**TEXTO PARA LER**

· · ·

Perfil. A vida de um descendente de cambistas; de economista-chefe do BES, antes do 25 de abril de 1974, até cair em desgraça com o seu banco, em 2014.
Ricardo Salgado, nascido em Cascais, em junho de 1944 (tem 80 anos), é descendente de uma linhagem de financeiros que começou no seu bisavô, o patriarca José Maria do Espírito Santo Silva, um cambista rico e bem sucedido de Lisboa, no final do século XIX, filho de pais incógnitos, em bebé entregue à Igreja e aí crismado com o natural apelido Espírito Santo. A história foi confirmada há uns anos, em entrevista ao Jornal de Negócios, pelo primo direito, entretanto desavindo, José Maria Ricciardi.
De nome completo, Ricardo Espírito Santo Silva Salgado, foi um dos homens mais poderosos e ricos de Portugal. Era chamado, com fascínio e algum temor, “dono disto tudo”, uma alusão direta a DDT, o veneno.
Hoje, é mais o devedor disto tudo. O universo BES/GES implodiu em 2014, os contribuintes foram chamados a segurar o banco (que era um dos maiores de Portugal e “demasiado grande para falir”), sendo que a fatura pública já vai em 8,3 mil milhões de euros, segundo os cálculos mais recentes do Tribunal de Contas.
No processo que agora começa a ser julgado, o Ministério Público fala em muito mais, em quase 12 mil milhões de euros em “vantagens” obtidas através de “crimes”. Mais de 60, segundo a acusação.

· · ·

**REGISTOS**
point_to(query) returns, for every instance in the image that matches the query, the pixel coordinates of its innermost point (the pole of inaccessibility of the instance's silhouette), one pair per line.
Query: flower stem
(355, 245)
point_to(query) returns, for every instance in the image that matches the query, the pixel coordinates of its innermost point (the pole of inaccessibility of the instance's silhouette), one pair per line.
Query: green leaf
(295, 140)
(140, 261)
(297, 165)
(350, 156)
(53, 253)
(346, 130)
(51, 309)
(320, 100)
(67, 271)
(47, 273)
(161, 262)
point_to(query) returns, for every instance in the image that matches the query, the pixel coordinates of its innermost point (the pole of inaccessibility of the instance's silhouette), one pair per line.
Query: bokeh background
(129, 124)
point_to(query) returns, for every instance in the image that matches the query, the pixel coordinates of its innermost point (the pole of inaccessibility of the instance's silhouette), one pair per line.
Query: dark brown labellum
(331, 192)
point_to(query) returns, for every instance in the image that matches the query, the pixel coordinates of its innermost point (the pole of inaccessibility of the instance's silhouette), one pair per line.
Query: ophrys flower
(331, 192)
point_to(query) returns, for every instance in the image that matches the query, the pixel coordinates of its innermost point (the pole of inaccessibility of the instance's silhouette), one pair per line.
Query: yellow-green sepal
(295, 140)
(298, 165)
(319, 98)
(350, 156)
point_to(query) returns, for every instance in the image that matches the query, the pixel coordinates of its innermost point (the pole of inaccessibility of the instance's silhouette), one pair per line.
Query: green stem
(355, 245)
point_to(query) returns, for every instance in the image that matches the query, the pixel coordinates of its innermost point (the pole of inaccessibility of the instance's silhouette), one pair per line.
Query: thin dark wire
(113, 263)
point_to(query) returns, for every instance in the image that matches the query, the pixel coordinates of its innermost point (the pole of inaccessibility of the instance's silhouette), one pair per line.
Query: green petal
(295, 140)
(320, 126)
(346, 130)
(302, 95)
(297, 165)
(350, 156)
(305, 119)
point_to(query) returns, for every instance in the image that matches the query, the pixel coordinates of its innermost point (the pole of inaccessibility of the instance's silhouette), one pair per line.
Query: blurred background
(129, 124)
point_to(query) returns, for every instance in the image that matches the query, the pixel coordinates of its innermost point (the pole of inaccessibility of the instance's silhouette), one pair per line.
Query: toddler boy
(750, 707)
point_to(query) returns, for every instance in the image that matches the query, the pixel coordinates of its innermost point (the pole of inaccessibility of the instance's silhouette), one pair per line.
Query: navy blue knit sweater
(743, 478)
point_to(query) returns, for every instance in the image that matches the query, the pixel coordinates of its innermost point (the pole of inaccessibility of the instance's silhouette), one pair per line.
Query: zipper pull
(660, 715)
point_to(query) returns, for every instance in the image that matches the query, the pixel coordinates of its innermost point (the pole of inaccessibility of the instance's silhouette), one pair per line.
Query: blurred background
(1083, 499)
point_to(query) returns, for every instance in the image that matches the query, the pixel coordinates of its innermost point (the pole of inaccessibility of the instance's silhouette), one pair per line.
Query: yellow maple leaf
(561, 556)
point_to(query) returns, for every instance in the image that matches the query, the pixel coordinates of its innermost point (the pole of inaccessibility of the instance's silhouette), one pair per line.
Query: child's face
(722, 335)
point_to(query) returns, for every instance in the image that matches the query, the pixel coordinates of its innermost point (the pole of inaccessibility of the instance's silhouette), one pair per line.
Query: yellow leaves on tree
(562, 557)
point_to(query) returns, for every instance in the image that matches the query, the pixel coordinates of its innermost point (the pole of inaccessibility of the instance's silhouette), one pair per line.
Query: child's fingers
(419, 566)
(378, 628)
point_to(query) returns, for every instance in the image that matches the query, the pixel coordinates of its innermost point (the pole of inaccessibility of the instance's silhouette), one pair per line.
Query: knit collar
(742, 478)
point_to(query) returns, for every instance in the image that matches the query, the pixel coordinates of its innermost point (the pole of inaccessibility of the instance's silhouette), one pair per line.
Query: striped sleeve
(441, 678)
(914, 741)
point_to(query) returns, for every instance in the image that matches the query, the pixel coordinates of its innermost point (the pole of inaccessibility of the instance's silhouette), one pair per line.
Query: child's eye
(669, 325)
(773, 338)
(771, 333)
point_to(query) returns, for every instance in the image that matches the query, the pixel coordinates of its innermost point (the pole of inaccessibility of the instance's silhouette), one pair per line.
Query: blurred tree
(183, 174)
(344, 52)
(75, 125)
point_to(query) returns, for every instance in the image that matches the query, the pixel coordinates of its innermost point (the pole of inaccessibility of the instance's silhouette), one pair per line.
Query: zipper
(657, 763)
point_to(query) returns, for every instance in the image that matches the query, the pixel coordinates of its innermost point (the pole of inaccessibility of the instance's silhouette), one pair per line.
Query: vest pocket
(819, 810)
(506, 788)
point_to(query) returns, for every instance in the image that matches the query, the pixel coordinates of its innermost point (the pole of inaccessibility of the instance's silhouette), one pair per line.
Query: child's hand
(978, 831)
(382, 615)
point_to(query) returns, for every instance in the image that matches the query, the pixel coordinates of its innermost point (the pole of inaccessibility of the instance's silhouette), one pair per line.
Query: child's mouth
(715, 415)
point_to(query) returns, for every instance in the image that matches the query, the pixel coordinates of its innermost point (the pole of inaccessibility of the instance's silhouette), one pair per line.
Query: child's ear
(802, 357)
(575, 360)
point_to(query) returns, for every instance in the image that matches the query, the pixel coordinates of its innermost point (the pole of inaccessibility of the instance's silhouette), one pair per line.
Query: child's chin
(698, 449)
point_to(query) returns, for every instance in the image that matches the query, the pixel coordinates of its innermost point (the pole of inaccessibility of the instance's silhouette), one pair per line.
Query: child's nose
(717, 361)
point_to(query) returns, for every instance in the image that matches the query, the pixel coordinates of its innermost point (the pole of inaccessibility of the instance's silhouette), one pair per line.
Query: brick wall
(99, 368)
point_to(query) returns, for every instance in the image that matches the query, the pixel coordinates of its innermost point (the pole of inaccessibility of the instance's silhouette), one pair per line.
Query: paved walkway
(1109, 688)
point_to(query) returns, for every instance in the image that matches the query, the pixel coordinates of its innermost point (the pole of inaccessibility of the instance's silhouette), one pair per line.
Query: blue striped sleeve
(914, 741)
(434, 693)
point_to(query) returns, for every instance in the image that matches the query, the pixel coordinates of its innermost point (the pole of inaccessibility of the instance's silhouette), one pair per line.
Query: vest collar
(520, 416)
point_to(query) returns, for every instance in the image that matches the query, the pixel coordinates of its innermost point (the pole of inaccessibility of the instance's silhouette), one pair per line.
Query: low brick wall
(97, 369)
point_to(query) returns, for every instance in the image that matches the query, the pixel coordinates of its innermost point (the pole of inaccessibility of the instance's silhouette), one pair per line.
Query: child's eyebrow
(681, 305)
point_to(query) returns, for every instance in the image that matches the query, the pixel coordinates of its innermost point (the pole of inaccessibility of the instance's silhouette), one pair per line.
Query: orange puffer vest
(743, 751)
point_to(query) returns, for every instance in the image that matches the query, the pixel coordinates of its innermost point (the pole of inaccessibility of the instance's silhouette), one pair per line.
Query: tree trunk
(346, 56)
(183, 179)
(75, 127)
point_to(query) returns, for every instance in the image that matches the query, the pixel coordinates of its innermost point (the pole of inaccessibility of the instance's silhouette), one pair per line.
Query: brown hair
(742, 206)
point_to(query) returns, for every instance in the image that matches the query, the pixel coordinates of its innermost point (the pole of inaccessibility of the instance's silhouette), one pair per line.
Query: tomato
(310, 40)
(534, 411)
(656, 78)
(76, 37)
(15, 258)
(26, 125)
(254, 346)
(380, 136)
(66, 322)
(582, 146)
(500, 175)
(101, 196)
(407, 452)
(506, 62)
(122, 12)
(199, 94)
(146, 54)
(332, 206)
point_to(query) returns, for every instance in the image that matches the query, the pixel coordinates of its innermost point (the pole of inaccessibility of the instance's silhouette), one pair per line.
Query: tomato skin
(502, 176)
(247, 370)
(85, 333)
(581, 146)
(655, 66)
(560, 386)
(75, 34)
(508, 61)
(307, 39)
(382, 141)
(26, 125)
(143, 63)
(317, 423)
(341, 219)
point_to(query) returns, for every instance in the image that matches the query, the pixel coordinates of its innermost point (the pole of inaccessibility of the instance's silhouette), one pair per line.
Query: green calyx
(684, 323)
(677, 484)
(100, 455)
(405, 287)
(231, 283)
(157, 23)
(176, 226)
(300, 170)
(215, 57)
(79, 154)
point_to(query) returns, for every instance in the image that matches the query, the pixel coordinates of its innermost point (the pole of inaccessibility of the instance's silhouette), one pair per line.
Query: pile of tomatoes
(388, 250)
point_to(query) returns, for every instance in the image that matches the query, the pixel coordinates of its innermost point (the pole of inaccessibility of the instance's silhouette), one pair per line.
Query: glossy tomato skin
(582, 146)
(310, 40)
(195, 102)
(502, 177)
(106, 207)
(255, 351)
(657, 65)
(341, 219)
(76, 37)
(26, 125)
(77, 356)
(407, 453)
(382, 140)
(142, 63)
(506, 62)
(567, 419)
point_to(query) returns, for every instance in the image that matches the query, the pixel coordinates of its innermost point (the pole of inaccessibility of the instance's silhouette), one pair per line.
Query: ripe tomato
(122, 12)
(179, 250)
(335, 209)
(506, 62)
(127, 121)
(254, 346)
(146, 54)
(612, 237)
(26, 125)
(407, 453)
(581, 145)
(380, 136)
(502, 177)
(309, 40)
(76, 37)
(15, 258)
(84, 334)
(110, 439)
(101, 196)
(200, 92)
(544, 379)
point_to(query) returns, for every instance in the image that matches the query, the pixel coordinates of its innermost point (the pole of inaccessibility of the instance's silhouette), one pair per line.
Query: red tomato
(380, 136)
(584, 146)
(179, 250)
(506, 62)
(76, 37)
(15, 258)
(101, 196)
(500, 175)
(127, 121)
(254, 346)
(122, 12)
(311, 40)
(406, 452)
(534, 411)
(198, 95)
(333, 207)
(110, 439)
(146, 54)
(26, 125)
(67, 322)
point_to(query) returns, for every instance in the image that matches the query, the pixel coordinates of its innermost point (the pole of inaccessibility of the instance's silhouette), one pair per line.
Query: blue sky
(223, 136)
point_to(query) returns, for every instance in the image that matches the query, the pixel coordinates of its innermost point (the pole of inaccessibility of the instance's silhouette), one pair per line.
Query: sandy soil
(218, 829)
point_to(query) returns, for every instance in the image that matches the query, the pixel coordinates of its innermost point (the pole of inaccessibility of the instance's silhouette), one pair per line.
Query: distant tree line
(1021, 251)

· · ·

**TAREFAS DO EXERCÍCIO**
1/ Traduza para inglês esta frase do texto sobre Ricardo Salgado: "De nome completo, Ricardo Espírito Santo Silva Salgado, foi um dos homens mais poderosos e ricos de Portugal."
2/ Reproduza fielmente o trecho do texto sobre Ricardo Salgado que vai de "De nome completo, Ricardo" até "Tribunal de Contas.", incluindo estas últimas palavras.

**RESPOSTAS ÀS TAREFAS**
1/ Full name Ricardo Espírito Santo Silva Salgado, he was one of the most powerful and wealthy men in Portugal.

2/
De nome completo, Ricardo Espírito Santo Silva Salgado, foi um dos homens mais poderosos e ricos de Portugal. Era chamado, com fascínio e algum temor, “dono disto tudo”, uma alusão direta a DDT, o veneno.
Hoje, é mais o devedor disto tudo. O universo BES/GES implodiu em 2014, os contribuintes foram chamados a segurar o banco (que era um dos maiores de Portugal e “demasiado grande para falir”), sendo que a fatura pública já vai em 8,3 mil milhões de euros, segundo os cálculos mais recentes do Tribunal de Contas.